**** Article

Voile intégral, polygamie: comment un fait divers devient une controverse politique

27 Avril 2010 , Rédigé par discipline-idf Publié dans #ISLAM - ISLAMISME - ISLAMISATION

e gouvernement va-t-il à nouveau légiférer, à la suite d'une affaire particulière et fortement médiatisée touchant un Français musulman? Eric Besson, lundi 26 avril, a annoncé une possible "évolution législative" sur les conditions de déchéance de la nationalité, après un week-end marqué par la controverse autour du cas d'un Nantais soupçonné de polygamie. Décryptage de cette affaire, où l'opposition dénonce une "manipulation", au moment où la droite essaie de reconquérir son électorat le plus radical après le fiasco des régionales.

********

> [Consigne 1]: Modifiez le passage de l'article commençant par « Voile intégral, polygamie: comment » et allant jusqu'à « fiasco des régionales. », en remplaçant « controverse » par « polémique ».
> [Consigne 2]: Résumez l'article en deux phrases.
Appuyez-vous uniquement sur l'article.

**** Matériel fourni

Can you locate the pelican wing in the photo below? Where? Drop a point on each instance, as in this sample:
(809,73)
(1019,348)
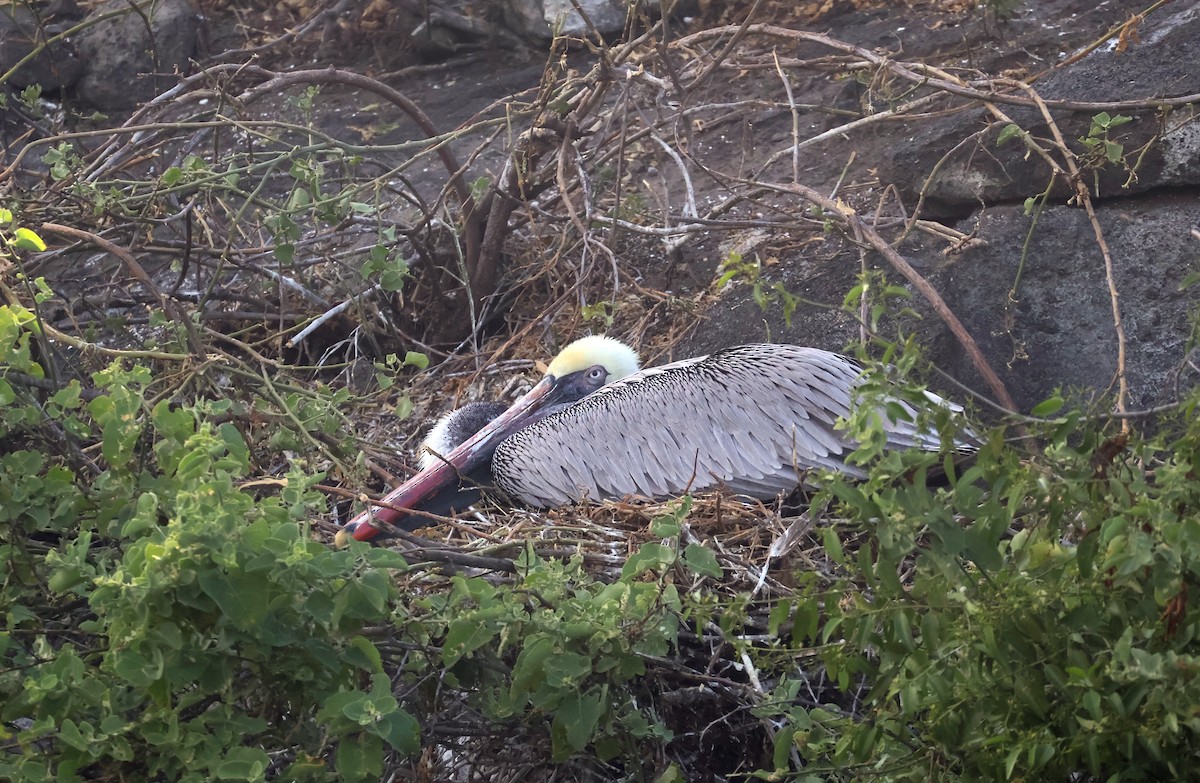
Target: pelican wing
(751,418)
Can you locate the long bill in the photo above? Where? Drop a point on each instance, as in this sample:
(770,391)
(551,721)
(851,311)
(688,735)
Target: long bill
(463,459)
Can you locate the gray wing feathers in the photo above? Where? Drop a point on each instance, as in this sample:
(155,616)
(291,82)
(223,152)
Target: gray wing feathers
(753,418)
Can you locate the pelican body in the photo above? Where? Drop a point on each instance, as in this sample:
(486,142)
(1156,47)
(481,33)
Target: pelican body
(753,419)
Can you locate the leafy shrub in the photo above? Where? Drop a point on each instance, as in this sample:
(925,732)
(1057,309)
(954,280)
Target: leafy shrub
(161,621)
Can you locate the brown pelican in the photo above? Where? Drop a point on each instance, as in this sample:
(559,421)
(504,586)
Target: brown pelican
(751,419)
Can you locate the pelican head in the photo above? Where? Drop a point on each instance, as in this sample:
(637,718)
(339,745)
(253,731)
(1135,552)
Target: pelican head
(579,370)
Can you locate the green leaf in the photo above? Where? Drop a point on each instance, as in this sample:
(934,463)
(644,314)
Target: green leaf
(363,653)
(359,758)
(243,764)
(401,731)
(575,722)
(1008,133)
(467,635)
(1048,407)
(25,239)
(649,556)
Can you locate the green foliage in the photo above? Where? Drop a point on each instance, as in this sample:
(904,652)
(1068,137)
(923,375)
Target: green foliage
(1047,631)
(1099,147)
(559,644)
(162,622)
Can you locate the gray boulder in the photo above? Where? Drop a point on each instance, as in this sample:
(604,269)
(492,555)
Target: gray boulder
(133,57)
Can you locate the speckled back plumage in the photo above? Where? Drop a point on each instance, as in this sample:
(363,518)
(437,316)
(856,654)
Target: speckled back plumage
(750,418)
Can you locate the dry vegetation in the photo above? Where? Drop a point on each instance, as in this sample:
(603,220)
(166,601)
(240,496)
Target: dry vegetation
(303,266)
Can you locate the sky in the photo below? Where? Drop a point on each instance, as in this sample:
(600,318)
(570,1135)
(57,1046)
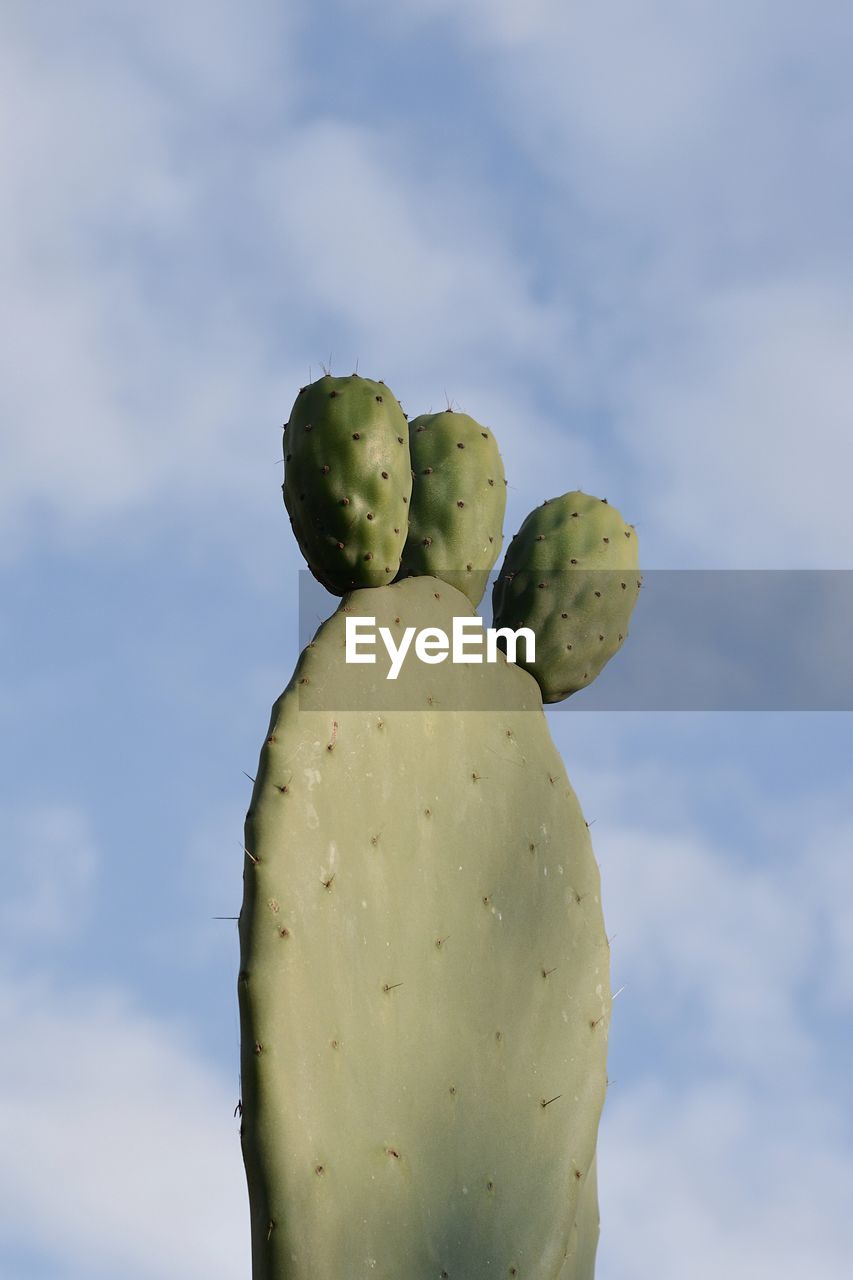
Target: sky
(617,234)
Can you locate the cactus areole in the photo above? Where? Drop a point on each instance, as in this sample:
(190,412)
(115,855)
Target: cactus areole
(424,982)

********

> [Réponse complète 1]:
Voile intégral, polygamie: comment un fait divers devient une polémique politique

27 Avril 2010 , Rédigé par discipline-idf Publié dans #ISLAM - ISLAMISME - ISLAMISATION

e gouvernement va-t-il à nouveau légiférer, à la suite d'une affaire particulière et fortement médiatisée touchant un Français musulman? Eric Besson, lundi 26 avril, a annoncé une possible "évolution législative" sur les conditions de déchéance de la nationalité, après un week-end marqué par la polémique autour du cas d'un Nantais soupçonné de polygamie. Décryptage de cette affaire, où l'opposition dénonce une "manipulation", au moment où la droite essaie de reconquérir son électorat le plus radical après le fiasco des régionales.

> [Réponse complète 2]: Le lundi 26 avril, Eric Besson a annoncé une possible « évolution législative » sur les conditions de déchéance de la nationalité, après un week-end de controverse autour d'un Nantais soupçonné de polygamie. L'opposition dénonce une « manipulation » dans cette affaire, au moment où la droite essaie de reconquérir son électorat le plus radical après le fiasco des régionales.